Extracted text:
>>>

Patchwork [oselas] Mini2440 boot failure on kernel 3.7-rc1

login
register
mail settings
Submitter Sylwester Nawrocki
Date Nov. 12, 2012, 11:18 p.m.
Message ID <50A183DF.1000304@gmail.com>
Download mbox | patch
Permalink /patch/198499/
State New
Headers show

Comments

Sylwester Nawrocki - Nov. 12, 2012, 11:18 p.m.
Hi Juergen, Brian,

On 10/22/2012 09:28 AM, Juergen Beisert wrote:
> Hi Sylwester,
>
> Sylwester Nawrocki wrote:
>> [...]
>> [    2.455000] NAND device: Manufacturer ID: 0xec, Chip ID: 0xf1 (Samsung NAND 128MiB 3,3V 8-bit), 8
>> [    2.460000] 4 cmdlinepart partitions found on MTD device nand
>> [    2.465000] Creating 4 MTD partitions on "nand":
>> [    2.470000] 0x000000000000-0x000000080000 : "barebox"
>> [    2.475000] mtd: partition "barebox" doesn't end on an erase block -- force read-only
>> ^^^^^^^^^^^^^^^^^^^^^^^^^^^^^^^^^^^^^^^^^^^^^^^^^^^^^^^^^^^^^^^^^^^^
>> This "force read-only" doesn't happen with v3.6.

<<<

Dataset content:
>>>

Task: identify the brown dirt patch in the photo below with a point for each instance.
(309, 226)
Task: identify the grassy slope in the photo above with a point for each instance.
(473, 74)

<<<

Stated goal 1:
Based on the Mini2440 boot failure thread, decide whether each statement below agrees with it. Answer yes or no and quote the deciding words. (a) The NAND chip is identified as a Samsung 128MiB device. (b) Five MTD partitions are created on "nand". (c) The forced read-only mode also occurs with v3.6.
Stated goal 2:
In the Mini2440 boot failure thread, which partition does the boot log say is forced read-only?

Worked solution 1:
(a) Yes: "Chip ID: 0xf1 (Samsung NAND 128MiB 3,3V 8-bit)"
(b) No: "Creating 4 MTD partitions on "nand":"
(c) No: "This "force read-only" doesn't happen with v3.6."

Worked solution 2:
The "barebox" partition is forced read-only.